__УСЛОВИЕ ЗАДАНИЯ__: Перепишите эти строки, заменив «that would help a great deal» на «that would be really helpful». Всё остальное оставьте без изменений.

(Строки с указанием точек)
- - - - -

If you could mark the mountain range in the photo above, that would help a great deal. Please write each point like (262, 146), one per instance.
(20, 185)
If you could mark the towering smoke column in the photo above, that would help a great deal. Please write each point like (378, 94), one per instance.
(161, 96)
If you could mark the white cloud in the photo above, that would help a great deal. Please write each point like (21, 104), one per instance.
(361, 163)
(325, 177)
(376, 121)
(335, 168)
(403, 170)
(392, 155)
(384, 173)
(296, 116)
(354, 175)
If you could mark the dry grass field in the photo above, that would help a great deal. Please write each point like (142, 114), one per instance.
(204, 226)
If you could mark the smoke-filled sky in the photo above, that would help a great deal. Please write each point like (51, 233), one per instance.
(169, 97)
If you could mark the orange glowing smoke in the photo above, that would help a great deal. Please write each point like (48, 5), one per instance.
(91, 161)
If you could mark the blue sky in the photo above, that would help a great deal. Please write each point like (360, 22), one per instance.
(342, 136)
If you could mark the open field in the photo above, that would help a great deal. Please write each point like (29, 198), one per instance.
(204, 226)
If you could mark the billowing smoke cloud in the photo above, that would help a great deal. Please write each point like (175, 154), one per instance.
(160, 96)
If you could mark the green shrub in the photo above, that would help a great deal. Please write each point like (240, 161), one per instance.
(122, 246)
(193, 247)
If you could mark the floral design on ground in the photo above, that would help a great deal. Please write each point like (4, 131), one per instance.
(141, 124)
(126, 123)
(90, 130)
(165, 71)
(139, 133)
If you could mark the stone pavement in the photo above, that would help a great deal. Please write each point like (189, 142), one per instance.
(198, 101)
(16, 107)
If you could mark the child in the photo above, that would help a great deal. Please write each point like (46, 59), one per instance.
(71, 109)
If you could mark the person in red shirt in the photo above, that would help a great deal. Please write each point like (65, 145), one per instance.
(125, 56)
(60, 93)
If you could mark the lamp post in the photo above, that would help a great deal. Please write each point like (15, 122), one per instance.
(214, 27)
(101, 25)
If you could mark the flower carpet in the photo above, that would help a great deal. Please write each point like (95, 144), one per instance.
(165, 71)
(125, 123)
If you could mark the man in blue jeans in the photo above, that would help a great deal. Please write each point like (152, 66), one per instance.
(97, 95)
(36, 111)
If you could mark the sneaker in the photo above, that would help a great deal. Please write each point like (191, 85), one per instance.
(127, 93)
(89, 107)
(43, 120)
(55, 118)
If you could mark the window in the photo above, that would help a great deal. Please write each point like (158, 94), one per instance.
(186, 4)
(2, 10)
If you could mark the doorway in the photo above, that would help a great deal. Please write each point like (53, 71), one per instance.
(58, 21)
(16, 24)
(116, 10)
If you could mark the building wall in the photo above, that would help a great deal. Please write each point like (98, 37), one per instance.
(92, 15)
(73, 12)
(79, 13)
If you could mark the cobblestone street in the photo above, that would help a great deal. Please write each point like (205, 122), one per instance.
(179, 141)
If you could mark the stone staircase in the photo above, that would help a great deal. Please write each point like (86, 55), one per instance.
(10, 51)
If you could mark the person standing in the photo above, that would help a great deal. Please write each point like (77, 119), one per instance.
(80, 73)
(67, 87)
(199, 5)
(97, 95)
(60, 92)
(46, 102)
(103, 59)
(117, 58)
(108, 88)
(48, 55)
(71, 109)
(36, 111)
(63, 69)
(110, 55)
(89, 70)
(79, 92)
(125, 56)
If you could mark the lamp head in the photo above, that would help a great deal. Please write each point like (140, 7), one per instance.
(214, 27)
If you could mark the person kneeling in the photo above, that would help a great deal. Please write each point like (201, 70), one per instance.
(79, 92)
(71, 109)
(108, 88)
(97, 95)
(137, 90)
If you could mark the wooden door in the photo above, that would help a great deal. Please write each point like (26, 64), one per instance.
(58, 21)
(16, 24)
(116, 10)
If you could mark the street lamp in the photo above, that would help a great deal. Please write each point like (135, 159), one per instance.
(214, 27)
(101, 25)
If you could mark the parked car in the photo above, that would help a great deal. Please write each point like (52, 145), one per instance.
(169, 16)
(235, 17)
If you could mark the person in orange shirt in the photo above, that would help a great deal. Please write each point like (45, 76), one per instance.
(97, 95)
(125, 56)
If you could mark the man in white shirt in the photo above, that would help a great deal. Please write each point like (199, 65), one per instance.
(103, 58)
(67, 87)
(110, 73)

- - - - -

__РЕШЕНИЕ ЗАДАНИЯ__:
If you could mark the mountain range in the photo above, that would be really helpful. Please write each point like (262, 146), one per instance.
(20, 185)
If you could mark the towering smoke column in the photo above, that would be really helpful. Please write each point like (378, 94), one per instance.
(161, 96)
If you could mark the white cloud in the photo above, that would be really helpful. Please write each point like (21, 104), one per instance.
(361, 163)
(325, 177)
(376, 121)
(335, 168)
(403, 170)
(392, 155)
(384, 173)
(296, 116)
(354, 175)
If you could mark the dry grass field in the photo above, that would be really helpful. Please write each point like (142, 114), one per instance.
(204, 226)
If you could mark the smoke-filled sky in the photo above, that would be really helpful. Please write each point like (51, 233), one per instance.
(169, 97)
If you could mark the orange glowing smoke in the photo above, that would be really helpful. Please write each point like (48, 5), one per instance.
(91, 161)
If you could mark the blue sky in the photo above, that would be really helpful. Please write each point like (360, 22), one per instance.
(342, 136)
If you could mark the open field in the photo above, that would be really helpful. Please write each point like (29, 198), one per instance.
(204, 226)
If you could mark the billowing smoke cloud in the photo above, that would be really helpful. Please write each point like (175, 154), one per instance.
(160, 96)
If you could mark the green shrub in the photo above, that would be really helpful. Please write each point like (240, 161), one per instance.
(122, 246)
(193, 247)
If you could mark the floral design on ground in the photo above, that would be really helpful. Please write each point like (4, 131), one per instance.
(141, 124)
(126, 123)
(90, 130)
(165, 71)
(139, 133)
If you could mark the stone pavement in the photo above, that would be really helpful. Please write each point like (189, 142), one per instance.
(198, 101)
(16, 107)
If you could mark the child in the photo above, that would be really helpful. Please write each point like (46, 59), one per instance.
(71, 109)
If you could mark the person in red shirt in the photo above, that would be really helpful. Please write each point like (65, 145), one per instance.
(125, 56)
(60, 93)
If you could mark the lamp post in the photo above, that would be really helpful. Please write each point like (15, 122), one per instance.
(214, 27)
(101, 25)
If you could mark the flower carpet in the photo above, that would be really helpful. Please write each point like (95, 144), one per instance.
(165, 71)
(125, 123)
If you could mark the man in blue jeans in the photo above, that would be really helpful. Please write each point like (152, 66), one per instance.
(97, 95)
(36, 111)
If you could mark the sneaker in the photo above, that would be really helpful. Please write each point like (191, 85), one per instance.
(127, 93)
(89, 107)
(43, 120)
(55, 118)
If you could mark the window in the photo above, that would be really helpful. Please write each point like (158, 94), one per instance.
(186, 4)
(2, 10)
If you could mark the doorway in the photo above, that would be really helpful. Please write each point like (53, 71), one per instance.
(58, 21)
(16, 24)
(116, 10)
If you could mark the building wall in the photo above, that would be really helpful. Please write each point like (98, 37), one per instance.
(92, 15)
(73, 12)
(79, 13)
If you could mark the cobblestone street in the photo above, that would be really helpful. Please write each point like (205, 122), one per instance.
(179, 141)
If you could mark the stone staircase in the photo above, that would be really helpful. Please write each point like (86, 55), one per instance.
(10, 51)
If you could mark the person standing in the photo above, that would be really helpful. Please write each point like (77, 119), one per instance.
(80, 73)
(67, 87)
(199, 5)
(97, 95)
(60, 92)
(46, 102)
(103, 59)
(117, 58)
(108, 88)
(48, 55)
(71, 109)
(36, 111)
(63, 69)
(110, 55)
(89, 70)
(79, 92)
(125, 56)
If you could mark the lamp head in the photo above, that would be really helpful. Please write each point like (140, 7), one per instance.
(214, 27)
If you could mark the person kneeling in the photo above, that would be really helpful. Please write each point like (201, 70), one per instance.
(79, 92)
(71, 109)
(108, 88)
(97, 95)
(137, 90)
If you could mark the wooden door in the photo above, that would be really helpful. Please write each point like (26, 64), one per instance.
(58, 21)
(16, 24)
(116, 10)
If you could mark the street lamp in the photo above, that would be really helpful. Please write each point like (135, 159), one per instance.
(214, 27)
(101, 25)
If you could mark the parked car in the photo above, that would be really helpful. Please write each point like (52, 145), one per instance.
(169, 16)
(235, 17)
If you could mark the person in orange shirt in the photo above, that would be really helpful. Please write each point like (45, 76), one per instance.
(97, 95)
(125, 56)
If you could mark the man in white shirt in the photo above, that would be really helpful. Please write each point like (199, 65), one per instance.
(103, 58)
(67, 87)
(110, 73)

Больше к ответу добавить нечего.